| TASKS |
a – From the polling article, reproduce the passage starting with "Take the polling" and going on through "at 57-24 percent.".
b – In the polling article, what percentage of the people Quinnipiac surveyed in its late-September poll said they had not heard enough about Paladino to form an opinion?
c – Continue the article about Mickey Carroll and Quinnipiac polling from the point where it ends.

| READING PASSAGE |
— START —

This is the fourth in a new five-part series called "The New York Vote," a partnership between WNYC and Capital New York. We will be painting a portrait of the New York electorate in 2010, as explained by a diverse cast of political players.
Today a look at how Mickey Carroll, director of the Quinnipiac University Polling Institute, became a believer in polling.
When Mickey Carroll was a reporter at The New York Times many years ago, he argued against the paper’s move into polling. His thinking: why pay for a poll, when intrepid reporters could get the goods just as efficiently?
These days, Carroll, who directs the Quinnipiac University Polling Institute, is a convert. He was wrong, he said, to argue against polls as reporter. First of all, he realized that politicians had increasingly come to rely on polls, and independent, public polling allowed papers and their readers a way to access the same information those politicians were gathering. And second of all, the polls were actually kind of useful in telling a story.
“The polls measure sentiment,” he said. “They measure what’s going on, and they’re the only measure. They’re the only practical—the only legit—measure of public opinion. And it’s nice to know public opinion.”
The challenge, for pollsters—and for the media that dutifully reports on their findings--is that what they “know” isn’t public opinion, but merely a version of it.
Take the polling on gubernatorial candidate Carl Paladino. Quinnipiac made headlines at the end of September when it released a poll showing Paladino was only six points behind Andrew Cuomo in the general election.
“I worried about it,” Carroll admitted. “When I saw the numbers and I talked to the numbers people, I said, ‘This goes completely against what I think.’”
But the team checked it over, and came back with the same results.
The poll, however, had come just after the Republican primary, and almost a third of the people Quinnipiac surveyed—31 percent—said they hadn’t heard enough about Paladino to form an opinion. (By contrast, only 13 percent said they hadn’t heard enough about Cuomo.) Casting further doubt on the results, rival polling outfit Siena Research Institute came out with a poll the very next day showing Cuomo leading Paladino at 57-24 percent.
Not everyone is a convert. The Village Voice’s veteran political reporter Wayne Barrett accused Quinnipiac of deliberate sensationalism. “Quinnipiac knows that the more shocking the finding, the bigger the play,” he wrote.
By the time Quinnipiac released another poll, two weeks later, only 15 percent of those asked said they were lacking information on Paladino, and Cuomo came out well ahead.
If nothing else, the difference between Quinnipiac’s two polls seemed to tell a story about a rational electorate, which reserved judgment on a candidate until learning a little more about him. In Paladino’s case, the information voters had gathered about him over those two weeks, when what Carroll calls his “loony toons” behavior really picked up, turned them off.

— END —

(Detection annotation records)
— START —

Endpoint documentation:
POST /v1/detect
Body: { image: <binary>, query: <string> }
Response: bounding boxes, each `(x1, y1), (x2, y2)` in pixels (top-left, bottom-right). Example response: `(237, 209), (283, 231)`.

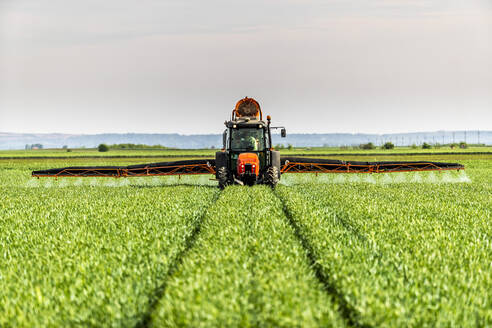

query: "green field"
(0, 149), (492, 327)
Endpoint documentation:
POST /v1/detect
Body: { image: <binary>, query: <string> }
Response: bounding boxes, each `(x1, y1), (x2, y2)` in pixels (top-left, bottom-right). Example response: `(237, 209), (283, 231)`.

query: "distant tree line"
(26, 144), (43, 150)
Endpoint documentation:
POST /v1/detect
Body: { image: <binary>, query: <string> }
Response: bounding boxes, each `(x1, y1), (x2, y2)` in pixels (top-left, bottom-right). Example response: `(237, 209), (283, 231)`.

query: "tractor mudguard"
(215, 151), (228, 179)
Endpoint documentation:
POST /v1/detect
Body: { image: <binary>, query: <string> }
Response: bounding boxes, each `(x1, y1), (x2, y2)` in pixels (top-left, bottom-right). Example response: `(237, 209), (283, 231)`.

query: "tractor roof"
(225, 117), (267, 128)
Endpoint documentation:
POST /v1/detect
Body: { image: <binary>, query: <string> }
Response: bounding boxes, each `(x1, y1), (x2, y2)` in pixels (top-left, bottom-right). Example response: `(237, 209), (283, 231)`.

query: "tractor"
(32, 97), (465, 184)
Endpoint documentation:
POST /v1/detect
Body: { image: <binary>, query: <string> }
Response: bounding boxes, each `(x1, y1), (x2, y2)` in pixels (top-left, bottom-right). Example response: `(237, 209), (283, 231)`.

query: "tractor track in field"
(273, 191), (371, 328)
(135, 191), (222, 328)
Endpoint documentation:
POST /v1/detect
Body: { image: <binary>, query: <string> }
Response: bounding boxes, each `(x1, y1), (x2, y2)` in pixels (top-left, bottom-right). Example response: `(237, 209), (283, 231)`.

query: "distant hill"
(0, 131), (492, 149)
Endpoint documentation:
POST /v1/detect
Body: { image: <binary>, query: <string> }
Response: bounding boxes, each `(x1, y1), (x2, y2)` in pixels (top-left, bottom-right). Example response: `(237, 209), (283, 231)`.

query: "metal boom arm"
(32, 157), (465, 178)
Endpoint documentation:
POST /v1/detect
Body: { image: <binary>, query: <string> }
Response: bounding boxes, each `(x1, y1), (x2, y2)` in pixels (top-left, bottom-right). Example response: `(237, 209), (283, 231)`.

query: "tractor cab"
(216, 97), (285, 187)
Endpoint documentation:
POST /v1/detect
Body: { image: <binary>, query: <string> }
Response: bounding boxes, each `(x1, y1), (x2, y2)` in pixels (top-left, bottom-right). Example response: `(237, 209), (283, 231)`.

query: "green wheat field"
(0, 150), (492, 327)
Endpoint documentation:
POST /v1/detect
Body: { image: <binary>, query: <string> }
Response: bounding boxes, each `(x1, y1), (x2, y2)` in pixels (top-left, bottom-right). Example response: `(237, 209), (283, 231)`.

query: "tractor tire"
(263, 166), (279, 188)
(217, 166), (231, 189)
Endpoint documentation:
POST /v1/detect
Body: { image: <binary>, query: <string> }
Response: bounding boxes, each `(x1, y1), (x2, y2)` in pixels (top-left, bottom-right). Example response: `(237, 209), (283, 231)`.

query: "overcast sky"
(0, 0), (492, 134)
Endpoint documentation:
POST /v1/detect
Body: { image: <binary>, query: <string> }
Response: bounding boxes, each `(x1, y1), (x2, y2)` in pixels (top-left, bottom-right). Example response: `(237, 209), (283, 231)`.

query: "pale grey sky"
(0, 0), (492, 134)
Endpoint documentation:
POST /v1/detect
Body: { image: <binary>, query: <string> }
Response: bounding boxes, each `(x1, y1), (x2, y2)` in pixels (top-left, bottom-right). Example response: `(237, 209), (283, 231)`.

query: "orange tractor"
(32, 97), (464, 188)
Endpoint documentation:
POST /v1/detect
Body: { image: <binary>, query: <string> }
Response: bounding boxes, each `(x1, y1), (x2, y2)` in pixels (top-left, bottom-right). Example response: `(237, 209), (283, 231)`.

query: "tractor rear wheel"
(263, 166), (279, 188)
(217, 166), (231, 189)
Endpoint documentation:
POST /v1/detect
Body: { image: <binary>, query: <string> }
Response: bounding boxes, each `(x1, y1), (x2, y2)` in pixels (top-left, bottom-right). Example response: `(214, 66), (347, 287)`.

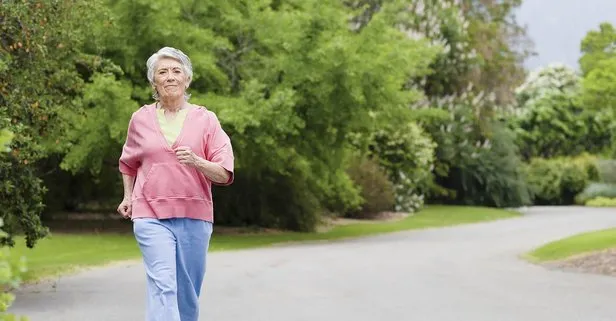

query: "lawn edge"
(22, 205), (523, 286)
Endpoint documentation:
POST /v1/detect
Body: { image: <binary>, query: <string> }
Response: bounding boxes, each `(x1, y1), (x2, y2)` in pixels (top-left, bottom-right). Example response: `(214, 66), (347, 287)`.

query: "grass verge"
(525, 228), (616, 262)
(12, 206), (519, 282)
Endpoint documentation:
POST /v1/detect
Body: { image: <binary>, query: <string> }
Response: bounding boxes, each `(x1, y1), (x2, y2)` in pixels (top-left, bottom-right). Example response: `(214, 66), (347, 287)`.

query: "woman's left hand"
(174, 146), (199, 167)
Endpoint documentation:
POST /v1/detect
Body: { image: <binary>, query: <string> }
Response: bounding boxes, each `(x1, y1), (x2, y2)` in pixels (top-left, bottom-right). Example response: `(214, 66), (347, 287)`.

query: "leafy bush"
(347, 158), (395, 218)
(575, 183), (616, 204)
(369, 122), (436, 213)
(525, 154), (598, 205)
(597, 159), (616, 184)
(417, 92), (530, 207)
(585, 196), (616, 207)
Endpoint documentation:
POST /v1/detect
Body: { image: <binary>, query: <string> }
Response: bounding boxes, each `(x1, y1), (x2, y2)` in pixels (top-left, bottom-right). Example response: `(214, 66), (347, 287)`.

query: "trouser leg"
(133, 219), (181, 321)
(174, 218), (212, 321)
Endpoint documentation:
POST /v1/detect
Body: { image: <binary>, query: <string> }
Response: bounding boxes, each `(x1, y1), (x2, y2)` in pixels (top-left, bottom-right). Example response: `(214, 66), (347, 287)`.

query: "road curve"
(10, 207), (616, 321)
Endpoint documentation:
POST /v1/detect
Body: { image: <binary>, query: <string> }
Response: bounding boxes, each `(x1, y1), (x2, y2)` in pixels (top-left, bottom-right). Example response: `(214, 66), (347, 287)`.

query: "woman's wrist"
(196, 156), (229, 184)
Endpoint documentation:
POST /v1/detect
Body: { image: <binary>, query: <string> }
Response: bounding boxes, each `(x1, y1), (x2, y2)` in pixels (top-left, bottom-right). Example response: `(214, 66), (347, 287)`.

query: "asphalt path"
(9, 207), (616, 321)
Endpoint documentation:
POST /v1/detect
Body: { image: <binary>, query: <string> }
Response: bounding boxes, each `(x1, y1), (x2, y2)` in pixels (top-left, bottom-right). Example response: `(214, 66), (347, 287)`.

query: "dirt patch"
(546, 249), (616, 276)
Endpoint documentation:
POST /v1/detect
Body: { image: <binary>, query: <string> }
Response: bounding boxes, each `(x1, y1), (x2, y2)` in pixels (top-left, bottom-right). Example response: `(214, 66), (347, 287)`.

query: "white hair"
(146, 47), (193, 100)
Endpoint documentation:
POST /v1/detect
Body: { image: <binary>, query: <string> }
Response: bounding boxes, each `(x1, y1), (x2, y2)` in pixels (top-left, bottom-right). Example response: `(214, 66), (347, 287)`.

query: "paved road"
(11, 208), (616, 321)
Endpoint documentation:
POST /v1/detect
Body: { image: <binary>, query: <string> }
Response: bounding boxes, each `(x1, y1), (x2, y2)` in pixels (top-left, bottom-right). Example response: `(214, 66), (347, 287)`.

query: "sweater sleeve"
(205, 113), (235, 185)
(119, 114), (140, 176)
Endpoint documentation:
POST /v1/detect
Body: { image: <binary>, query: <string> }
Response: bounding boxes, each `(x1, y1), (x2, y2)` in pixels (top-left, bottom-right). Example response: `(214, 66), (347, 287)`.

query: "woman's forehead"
(156, 58), (182, 69)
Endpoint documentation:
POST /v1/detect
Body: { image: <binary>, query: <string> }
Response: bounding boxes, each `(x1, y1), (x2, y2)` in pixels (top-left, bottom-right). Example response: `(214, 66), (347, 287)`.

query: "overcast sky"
(517, 0), (616, 69)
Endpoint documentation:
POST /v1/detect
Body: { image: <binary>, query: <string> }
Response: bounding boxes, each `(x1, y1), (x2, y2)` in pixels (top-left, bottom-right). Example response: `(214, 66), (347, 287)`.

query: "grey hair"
(146, 47), (193, 100)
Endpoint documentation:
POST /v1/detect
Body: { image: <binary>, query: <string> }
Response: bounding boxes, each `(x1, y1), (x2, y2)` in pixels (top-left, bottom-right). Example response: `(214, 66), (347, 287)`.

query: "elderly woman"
(118, 47), (234, 321)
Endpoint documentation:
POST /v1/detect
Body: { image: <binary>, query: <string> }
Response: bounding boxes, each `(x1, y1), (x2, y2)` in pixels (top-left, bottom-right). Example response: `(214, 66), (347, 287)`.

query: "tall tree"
(0, 0), (112, 247)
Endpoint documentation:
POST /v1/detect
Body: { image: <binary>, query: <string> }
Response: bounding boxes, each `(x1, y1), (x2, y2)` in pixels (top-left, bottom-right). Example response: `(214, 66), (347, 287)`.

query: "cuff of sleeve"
(119, 162), (137, 176)
(213, 161), (235, 186)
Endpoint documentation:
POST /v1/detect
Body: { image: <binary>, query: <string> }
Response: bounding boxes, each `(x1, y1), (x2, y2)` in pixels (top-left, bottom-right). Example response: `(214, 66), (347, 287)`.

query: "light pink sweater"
(119, 104), (234, 222)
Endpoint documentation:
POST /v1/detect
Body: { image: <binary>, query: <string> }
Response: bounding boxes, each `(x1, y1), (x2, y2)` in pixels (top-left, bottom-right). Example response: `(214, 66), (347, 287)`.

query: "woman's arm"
(122, 174), (135, 201)
(195, 156), (231, 184)
(175, 146), (231, 184)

— END —

| RESULTS OF THE TASKS |
a –
Take the polling on gubernatorial candidate Carl Paladino. Quinnipiac made headlines at the end of September when it released a poll showing Paladino was only six points behind Andrew Cuomo in the general election.
“I worried about it,” Carroll admitted. “When I saw the numbers and I talked to the numbers people, I said, ‘This goes completely against what I think.’”
But the team checked it over, and came back with the same results.
The poll, however, had come just after the Republican primary, and almost a third of the people Quinnipiac surveyed—31 percent—said they hadn’t heard enough about Paladino to form an opinion. (By contrast, only 13 percent said they hadn’t heard enough about Cuomo.) Casting further doubt on the results, rival polling outfit Siena Research Institute came out with a poll the very next day showing Cuomo leading Paladino at 57-24 percent.

b – 31 percent

c –
“People do pay attention,” Carroll said. “It’s a popular government. We chose our representatives…By and large, people take their vote seriously. They don’t like to throw it away.”
Some people, of course, take their responsibility to democracy more seriously than others. Pollsters generally start out polling registered voters, but as an election nears, they try to winnow down their polling samples to “likely voters.” They ask a series of questions to try to divine a person’s true intentions: How interested are you in this election? Do you care about your candidate? Do you think you’re going to vote?
Ultimately, that group of people looks different from the New York population as a whole.
“The likely voter is probably a little richer, probably a little whiter, probably a little more suburban…probably a little more Republican,” said Carroll. “Poor people don’t vote as much as the middle class or well-to-do people.”
The very young and the very old tend not to vote either.
“The young haven’t gotten there yet and the old, I don’t know--maybe they get fed up, or something,” Carroll said.
As a rule, only people who have voted before count as likely voters, too. So people who’ve recently moved to New York and haven’t voted in an election yet don’t show up. In an election like the 2008 presidential election, where President Obama inspired a significant set of non-voters to get involved in politics, pollsters have a harder time getting accurate results.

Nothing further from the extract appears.